Segment Start: Entries shown

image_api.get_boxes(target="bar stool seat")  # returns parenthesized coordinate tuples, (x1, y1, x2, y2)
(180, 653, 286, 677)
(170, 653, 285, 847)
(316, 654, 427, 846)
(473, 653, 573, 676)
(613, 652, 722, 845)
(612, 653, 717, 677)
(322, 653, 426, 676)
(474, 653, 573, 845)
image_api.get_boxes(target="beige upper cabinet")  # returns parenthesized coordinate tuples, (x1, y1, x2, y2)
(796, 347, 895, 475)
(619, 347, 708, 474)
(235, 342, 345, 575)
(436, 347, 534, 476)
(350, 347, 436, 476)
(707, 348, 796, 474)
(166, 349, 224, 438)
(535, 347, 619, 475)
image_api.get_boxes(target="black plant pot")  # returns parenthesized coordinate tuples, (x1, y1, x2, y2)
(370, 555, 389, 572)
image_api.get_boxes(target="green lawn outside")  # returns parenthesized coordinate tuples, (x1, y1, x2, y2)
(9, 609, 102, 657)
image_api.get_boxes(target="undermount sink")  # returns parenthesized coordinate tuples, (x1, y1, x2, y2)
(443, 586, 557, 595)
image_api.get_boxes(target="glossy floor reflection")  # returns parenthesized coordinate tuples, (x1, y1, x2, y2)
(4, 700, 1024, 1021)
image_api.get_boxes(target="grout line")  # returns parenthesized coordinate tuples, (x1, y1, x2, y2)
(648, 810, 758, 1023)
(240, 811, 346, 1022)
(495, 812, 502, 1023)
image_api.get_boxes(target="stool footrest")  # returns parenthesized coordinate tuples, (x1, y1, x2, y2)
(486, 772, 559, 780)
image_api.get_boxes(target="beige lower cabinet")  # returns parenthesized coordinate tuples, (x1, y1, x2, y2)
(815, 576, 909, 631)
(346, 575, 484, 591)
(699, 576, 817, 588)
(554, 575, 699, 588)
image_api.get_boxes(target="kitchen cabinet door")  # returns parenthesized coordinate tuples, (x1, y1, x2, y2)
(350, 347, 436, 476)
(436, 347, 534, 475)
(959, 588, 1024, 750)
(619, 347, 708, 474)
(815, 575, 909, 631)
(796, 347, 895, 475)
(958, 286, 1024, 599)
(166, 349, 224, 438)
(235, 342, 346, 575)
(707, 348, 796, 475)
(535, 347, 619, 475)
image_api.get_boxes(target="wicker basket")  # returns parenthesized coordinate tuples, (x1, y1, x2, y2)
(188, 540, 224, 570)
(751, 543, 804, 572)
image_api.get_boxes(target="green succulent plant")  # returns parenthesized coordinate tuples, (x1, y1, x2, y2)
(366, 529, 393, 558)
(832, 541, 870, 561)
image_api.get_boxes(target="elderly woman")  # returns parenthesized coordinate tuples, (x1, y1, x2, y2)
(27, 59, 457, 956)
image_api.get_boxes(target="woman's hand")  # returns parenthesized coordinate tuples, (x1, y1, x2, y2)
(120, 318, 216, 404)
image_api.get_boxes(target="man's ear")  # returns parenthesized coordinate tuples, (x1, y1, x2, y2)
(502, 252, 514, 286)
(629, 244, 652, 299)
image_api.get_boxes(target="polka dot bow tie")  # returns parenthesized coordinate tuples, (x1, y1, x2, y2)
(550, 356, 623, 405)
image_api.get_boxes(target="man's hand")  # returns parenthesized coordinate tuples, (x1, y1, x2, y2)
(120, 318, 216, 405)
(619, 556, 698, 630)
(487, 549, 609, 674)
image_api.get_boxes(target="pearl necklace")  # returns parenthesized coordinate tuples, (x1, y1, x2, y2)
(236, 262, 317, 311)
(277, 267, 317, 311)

Segment End: Entries shown

The full listing has to be duplicated exactly.

Finished task -
image_api.get_boxes(target="bar stool seat")  # returns parenthesized coordinate tuples, (x1, y1, x2, y2)
(180, 653, 286, 677)
(170, 653, 285, 847)
(316, 654, 427, 846)
(473, 653, 573, 676)
(613, 652, 722, 845)
(612, 653, 717, 677)
(322, 653, 426, 676)
(474, 653, 573, 845)
image_api.get_boxes(target="beige upper cabinet")  # returns parenthesized coordinate tuples, (x1, y1, x2, y2)
(796, 347, 895, 475)
(619, 347, 708, 474)
(235, 342, 345, 575)
(436, 347, 534, 476)
(350, 347, 436, 476)
(707, 348, 796, 474)
(166, 349, 224, 438)
(535, 347, 619, 475)
image_api.get_boxes(target="black plant pot")  # returns parenthesized coordinate tuples, (x1, y1, x2, y2)
(370, 555, 389, 572)
image_api.get_boxes(target="green lawn outside")  # returns parenthesized coordinate tuples, (x1, y1, x2, y2)
(9, 609, 102, 657)
image_api.get_boxes(target="undermount sink")  # returns parenthesized coordinate tuples, (x1, y1, x2, y2)
(443, 586, 557, 595)
image_api.get_boxes(target="glossy floor reflection")  # returns parenthesized coordinate tuples, (x1, y1, x2, y2)
(4, 700, 1024, 1021)
image_api.get_boxes(target="grout line")  # returns parenthesized coordinate tuples, (x1, y1, x2, y2)
(648, 810, 758, 1023)
(240, 811, 346, 1022)
(495, 812, 502, 1023)
image_api.get_boxes(target="stool footrest")  # returns parenthesized coordinate tuples, (x1, y1, x2, y2)
(486, 772, 559, 780)
image_api.get_boxes(target="beige lower cabinet")  # returns parenthesized coordinate tuples, (x1, y1, x2, y2)
(815, 576, 909, 631)
(346, 575, 484, 591)
(699, 576, 817, 588)
(554, 575, 699, 588)
image_api.get_boxes(target="kitchen cabinet door")  # returns parenthesized coordinate tuples, (x1, y1, x2, y2)
(350, 347, 436, 476)
(436, 347, 534, 475)
(959, 588, 1024, 750)
(619, 347, 708, 474)
(815, 575, 909, 631)
(796, 347, 895, 475)
(958, 286, 1024, 599)
(166, 349, 224, 438)
(235, 342, 346, 575)
(707, 348, 796, 475)
(535, 347, 619, 475)
image_api.get_boxes(target="wicker basket")  # returns parenthesized coordinate tuples, (x1, y1, x2, y2)
(188, 540, 224, 570)
(751, 543, 804, 572)
image_api.get_boxes(target="green succulent plant")  # returns parenthesized coordinate tuples, (x1, y1, x2, y2)
(366, 529, 393, 558)
(832, 541, 870, 561)
image_api.get_boxes(target="elderly woman")  # returns parenthesized coordinate tuples, (x1, y1, x2, y2)
(27, 59, 457, 956)
image_api.get_boxes(target="woman's hand")  # returns parenthesized coordinate tuples, (x1, y1, x2, y2)
(120, 318, 216, 404)
image_api.get_boxes(target="man's ear")  # returns parenthesized coordinate tuples, (x1, y1, x2, y2)
(502, 252, 514, 286)
(629, 244, 652, 299)
image_api.get_boxes(target="polka dot bow tie")  # returns parenthesized coordinate tuples, (x1, y1, x2, y2)
(550, 356, 623, 405)
image_api.get_boxes(target="man's hand")  # returns parenthesized coordinate tuples, (x1, y1, x2, y2)
(120, 318, 216, 405)
(619, 556, 698, 630)
(487, 549, 609, 674)
image_api.get_boxes(target="pearl necklace")  # returns parenthesized coordinate tuples, (x1, y1, x2, y2)
(236, 262, 317, 311)
(277, 267, 317, 311)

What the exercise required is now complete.